__Goal A__
In the forum thread about the F-150 Lightning, why does onemanarmy call the screens in cars dumb? Answer in one to three sentences.
__Goal B__
Pick up the forum thread about the F-150 Lightning and continue it after its last post.

** start of Source document **

2022 Ford F-150 Lightning Electric Truck

Grassland

Well-known member
Excellent. I have no intentions of ever buying something higher than XLT. The big screen is ridiculous. I can only imagine the glare on sunny days
 

onemanarmy

Explorer
we're gonna all look back on these ridiculous screens in cars one day and realize how dumb it was. For the life of me I can't understand why automakers complicate the simple act of turning on the radio and HVAC. Its more expensive to design and engineer and produce, costs the end user more, complicates their life when it breaks, looks dated in a few years, and is not future proof. For what? I'm actually more disheartened that the general public eats it up. Humans are so dumb.
 

givemethewillys

Jonathan Chouinard
we're gonna all look back on these ridiculous screens in cars one day and realize how dumb it was. For the life of me I can't understand why automakers complicate the simple act of turning on the radio and HVAC. Its more expensive to design and engineer and produce, costs the end user more, complicates their life when it breaks, looks dated in a few years, and is not future proof. For what? I'm actually more disheartened that the general public eats it up. Humans are so dumb.

** end of Source document **
** start of Supplied data **

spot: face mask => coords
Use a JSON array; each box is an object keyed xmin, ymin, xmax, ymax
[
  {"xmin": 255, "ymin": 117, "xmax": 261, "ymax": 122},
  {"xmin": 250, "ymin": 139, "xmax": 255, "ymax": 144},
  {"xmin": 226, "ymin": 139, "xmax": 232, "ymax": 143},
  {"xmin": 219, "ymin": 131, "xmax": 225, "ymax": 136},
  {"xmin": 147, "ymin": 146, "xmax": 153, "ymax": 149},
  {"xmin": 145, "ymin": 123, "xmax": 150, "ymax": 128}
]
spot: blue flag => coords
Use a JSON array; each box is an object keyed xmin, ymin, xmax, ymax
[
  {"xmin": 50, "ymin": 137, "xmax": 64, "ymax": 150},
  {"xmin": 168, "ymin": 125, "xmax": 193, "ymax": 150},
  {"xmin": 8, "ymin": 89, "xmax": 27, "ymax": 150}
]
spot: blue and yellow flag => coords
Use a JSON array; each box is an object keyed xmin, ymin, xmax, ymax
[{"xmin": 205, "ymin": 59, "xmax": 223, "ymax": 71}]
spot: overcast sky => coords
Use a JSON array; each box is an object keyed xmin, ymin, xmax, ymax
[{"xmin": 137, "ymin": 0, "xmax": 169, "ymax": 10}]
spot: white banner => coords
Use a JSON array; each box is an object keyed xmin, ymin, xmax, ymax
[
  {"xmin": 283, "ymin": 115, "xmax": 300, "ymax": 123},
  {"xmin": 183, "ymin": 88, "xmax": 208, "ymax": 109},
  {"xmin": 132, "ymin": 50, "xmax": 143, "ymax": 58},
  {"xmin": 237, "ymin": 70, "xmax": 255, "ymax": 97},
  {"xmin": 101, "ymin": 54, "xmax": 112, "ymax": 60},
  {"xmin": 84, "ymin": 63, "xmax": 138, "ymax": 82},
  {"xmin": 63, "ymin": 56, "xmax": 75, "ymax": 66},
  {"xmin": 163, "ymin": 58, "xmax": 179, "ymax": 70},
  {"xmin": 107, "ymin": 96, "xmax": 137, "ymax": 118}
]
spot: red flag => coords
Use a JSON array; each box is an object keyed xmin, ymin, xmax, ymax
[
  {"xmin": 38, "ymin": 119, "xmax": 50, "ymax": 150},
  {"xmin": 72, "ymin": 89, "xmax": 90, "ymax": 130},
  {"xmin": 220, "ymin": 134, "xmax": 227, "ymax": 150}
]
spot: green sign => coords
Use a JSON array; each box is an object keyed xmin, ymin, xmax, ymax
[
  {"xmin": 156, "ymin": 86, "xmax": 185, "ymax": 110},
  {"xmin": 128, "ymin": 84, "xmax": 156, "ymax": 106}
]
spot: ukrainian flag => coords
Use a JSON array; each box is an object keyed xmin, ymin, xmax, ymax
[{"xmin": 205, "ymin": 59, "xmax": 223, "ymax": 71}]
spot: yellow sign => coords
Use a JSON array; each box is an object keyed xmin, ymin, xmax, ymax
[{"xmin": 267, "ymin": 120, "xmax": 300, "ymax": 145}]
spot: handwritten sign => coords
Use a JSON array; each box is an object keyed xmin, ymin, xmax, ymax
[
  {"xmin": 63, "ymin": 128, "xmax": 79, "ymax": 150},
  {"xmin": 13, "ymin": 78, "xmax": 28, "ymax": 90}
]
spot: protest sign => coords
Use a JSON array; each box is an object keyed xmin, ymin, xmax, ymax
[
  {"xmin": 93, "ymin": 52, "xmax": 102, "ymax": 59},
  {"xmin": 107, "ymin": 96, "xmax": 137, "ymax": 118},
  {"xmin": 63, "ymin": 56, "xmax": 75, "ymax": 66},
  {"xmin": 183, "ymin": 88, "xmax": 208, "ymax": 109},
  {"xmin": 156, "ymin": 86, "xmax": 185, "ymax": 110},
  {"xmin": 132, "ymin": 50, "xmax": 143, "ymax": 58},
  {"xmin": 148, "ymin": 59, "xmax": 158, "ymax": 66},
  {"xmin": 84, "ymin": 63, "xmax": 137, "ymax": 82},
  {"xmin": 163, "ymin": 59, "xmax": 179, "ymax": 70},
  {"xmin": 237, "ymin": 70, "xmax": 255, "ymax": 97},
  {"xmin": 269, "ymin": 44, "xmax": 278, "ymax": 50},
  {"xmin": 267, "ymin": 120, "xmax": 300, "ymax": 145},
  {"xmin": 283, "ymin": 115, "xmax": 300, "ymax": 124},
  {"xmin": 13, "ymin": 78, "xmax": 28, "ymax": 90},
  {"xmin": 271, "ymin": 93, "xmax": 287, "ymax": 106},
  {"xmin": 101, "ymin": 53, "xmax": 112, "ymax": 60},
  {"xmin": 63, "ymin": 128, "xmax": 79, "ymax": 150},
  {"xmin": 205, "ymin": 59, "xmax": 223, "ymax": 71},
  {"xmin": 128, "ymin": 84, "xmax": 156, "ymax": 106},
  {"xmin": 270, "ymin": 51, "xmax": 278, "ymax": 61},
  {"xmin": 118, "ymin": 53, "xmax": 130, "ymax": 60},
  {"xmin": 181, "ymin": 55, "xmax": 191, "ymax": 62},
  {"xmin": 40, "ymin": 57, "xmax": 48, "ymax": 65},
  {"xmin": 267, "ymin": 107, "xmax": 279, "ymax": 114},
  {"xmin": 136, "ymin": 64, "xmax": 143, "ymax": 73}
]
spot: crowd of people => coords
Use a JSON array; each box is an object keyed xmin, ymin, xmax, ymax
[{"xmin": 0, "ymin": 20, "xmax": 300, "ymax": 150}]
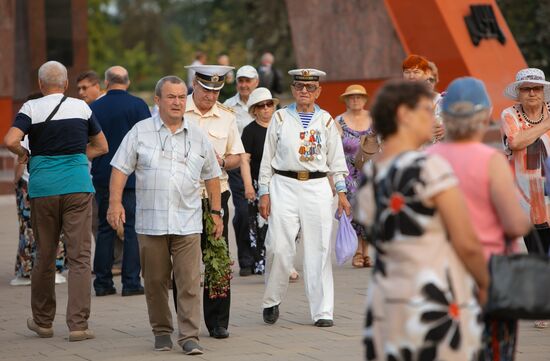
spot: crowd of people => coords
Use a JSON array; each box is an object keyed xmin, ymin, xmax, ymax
[{"xmin": 5, "ymin": 49, "xmax": 550, "ymax": 361}]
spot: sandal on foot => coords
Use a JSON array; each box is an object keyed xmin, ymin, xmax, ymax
[{"xmin": 351, "ymin": 252, "xmax": 365, "ymax": 268}]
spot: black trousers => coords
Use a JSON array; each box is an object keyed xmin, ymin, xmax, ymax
[
  {"xmin": 523, "ymin": 228, "xmax": 550, "ymax": 254},
  {"xmin": 172, "ymin": 191, "xmax": 231, "ymax": 331},
  {"xmin": 227, "ymin": 168, "xmax": 254, "ymax": 269}
]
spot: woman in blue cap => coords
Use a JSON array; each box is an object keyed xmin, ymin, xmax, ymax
[{"xmin": 428, "ymin": 77, "xmax": 530, "ymax": 361}]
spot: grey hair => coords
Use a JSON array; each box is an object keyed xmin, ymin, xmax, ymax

** end of Supplied data **

__Exercise response A__
Onemanarmy says the screens make simple things like turning on the radio and HVAC harder. They cost more to design, engineer, and produce, and that cost is passed on to the buyer. They also make life harder when they break, look dated within a few years, and aren't future proof.

__Exercise response B__
That was the biggest thing that annoyed me with my Chrysler (that I just sold) Uconnect system. Being Chrysler, it was always glitchy, and there wasnt a single function that I could do when it would start. I think the Ram trucks use the same system, you won't see me driving one.

I like the big knobs in my 2016 f150, I don't need to look down to change the hvac or radio station. Hopefully ford has similar as an option on the lightning.
 

JaSAn

Well-known member
. . . For the life of me I can't understand why automakers complicate the simple act of turning on the radio and HVAC. Its more expensive to design and engineer and produce, costs the end user more, complicates their life when it breaks, looks dated in a few years, and is not future proof.
Planned obsolescence. You need to buy the newer version in a couple of years. Car companies used to change the look of the car every year to get you to buy new.
The younger generation is very adept at navigating screens; my 10 y.o. grandniece can scroll through screens on her phone so fast I can't keep up.
. . .
I like the big knobs in my 2016 f150, I don't need to look down to change the hvac or radio station. Hopefully ford has similar as an option on the lightning.
We're old. Kids today are used to doing everything by touch screen. Next is voice commands, eventually just think the desired action.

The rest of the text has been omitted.